Job: Name each group that appears in the example tree in the core scheduling thread below.

Document passage:
☆ ☆ ☆ ☆ ☆
Re: [PATCH 0/9] sched: Core scheduling interfaces

From: Peter Zijlstra
Date: Thu Apr 08 2021 - 12:49:07 EST


On Thu, Apr 08, 2021 at 03:25:52PM +0200, Michal Koutný wrote:
> On Wed, Apr 07, 2021 at 08:34:24PM +0200, Peter Zijlstra <peterz@xxxxxxxxxxxxx> wrote:
> > IMO as long as cgroups have that tasks file, you get to support people
> > using it. That means that tasks joining your cgroup need to 'inherit'
> > cgroup properties.
> The tasks file is consequence of binding this to cgroups, I'm one step
> back. Why to make "core isolation" a cgroup property?

Yeah, dunno, people asked for it. I'm just proposing an implementation
that, when given the need, seems to make sense and is internally
consistent.

> (I understand this could help "visualize" what the common domains are if
> cgroups were the only API but with prctl the structure can be
> arbitrarily modified anyway.)
>
>
> > Given something like:
> >
> > R
> > / \
> > A B
> > / \
> > C D
> Thanks for the example.
>
> > B group can set core_sched=1 and then all its (and its decendants) tasks
> > get to have the same (group) cookie and cannot share with others.
> The same could be achieved with the first task of group B allocating its
> new cookie which would be inherited in its descednants.

Except then the task can CLEAR its own cookie and escape the constraint.

> > In that scenario the D subtree is a restriction (doesn't share) with the
> > B subtree.
> This implies D's isolation from everything else too, not just B's
> members, no?

Correct. Look at it as a contraint on co-scheduling, you can never,
whatever you do, share an SMT sibling with someone outside your subtree.

> > And all of B is a restriction on all its tasks, including the Real-Time
> > task that set a task cookie, in that none of them can share with tasks
> > outside of B (including system tasks which are in R), irrespective of
> > what they do with their task cookie.
> IIUC, the equivalent restriction could be achieved with the PTRACE-like
> check in the prctl API too (with respectively divided uids).

I'm not sure I understand; if tasks in A and B are of the same user,
then ptrace will not help anything. And per the above, you always have
ptrace on yourself so you can escape your constraint per the above.

> I'm curious whether the cgroup API actually simplifies things that are
> possible with the clone/prctl API or allows anything that wouldn't be
> otherwise possible.

With the cgroup API it is impossible for a task to escape the cgroup
constraint. It can never share a core with anything not in the subtree.

This is not possible with just the task interface.

If this is actually needed I've no clue, IMO all of cgroups is not
needed :-) Clearly other people feel differently about that.


Much of this would go away if CLEAR were not possible I suppose. But
IIRC the idea was to let a task isolate itself temporarily, while doing
some sensitive thing (eg. encrypt an email) but otherwise not be
constrained. But I'm not sure I can remember all the various things
people wanted this crud for :/
☆ ☆ ☆ ☆ ☆
Provided data:
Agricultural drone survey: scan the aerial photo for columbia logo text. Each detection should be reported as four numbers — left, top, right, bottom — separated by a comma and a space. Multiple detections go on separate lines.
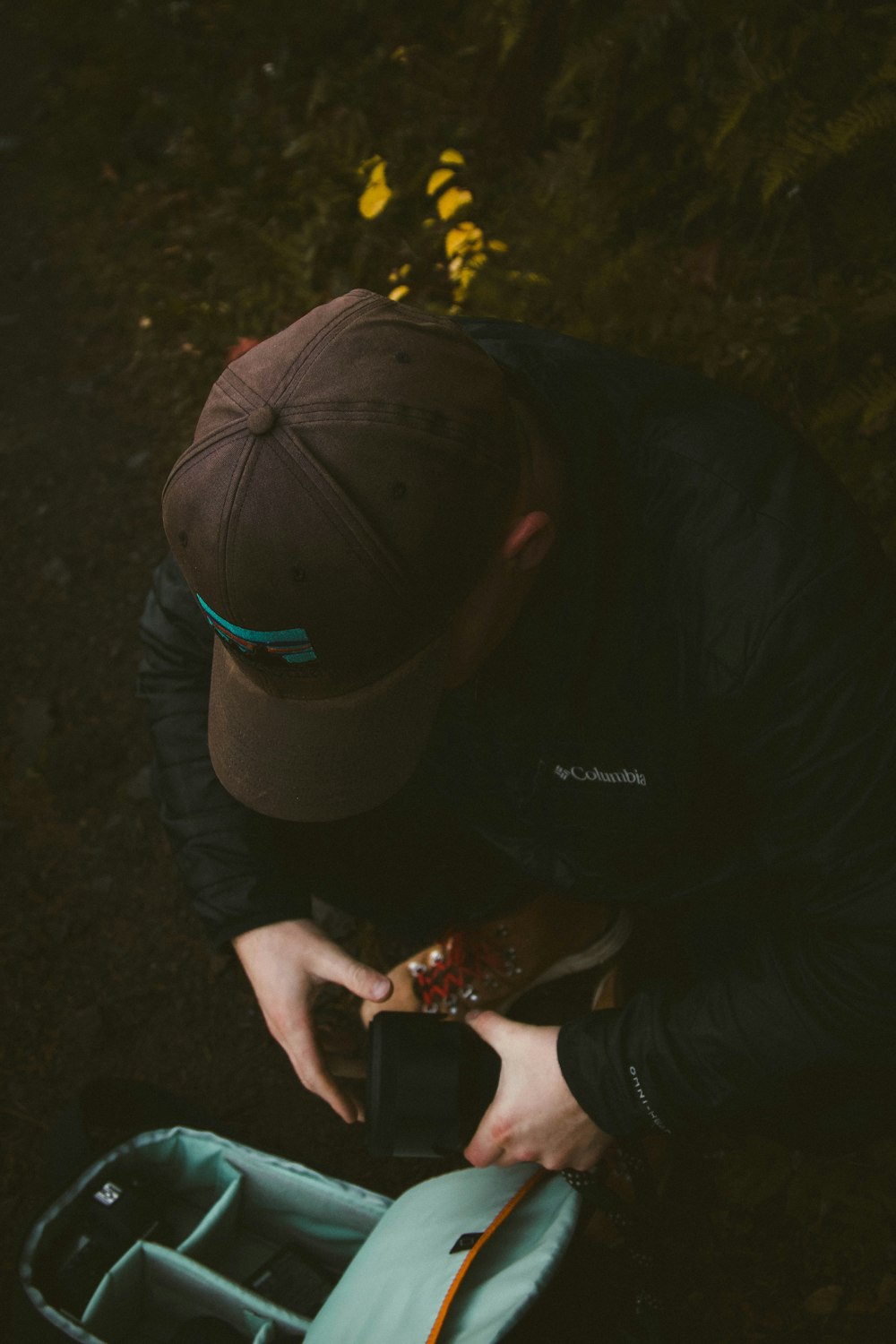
554, 765, 648, 787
☆ ☆ ☆ ☆ ☆
Full answer: R, A, B, C, D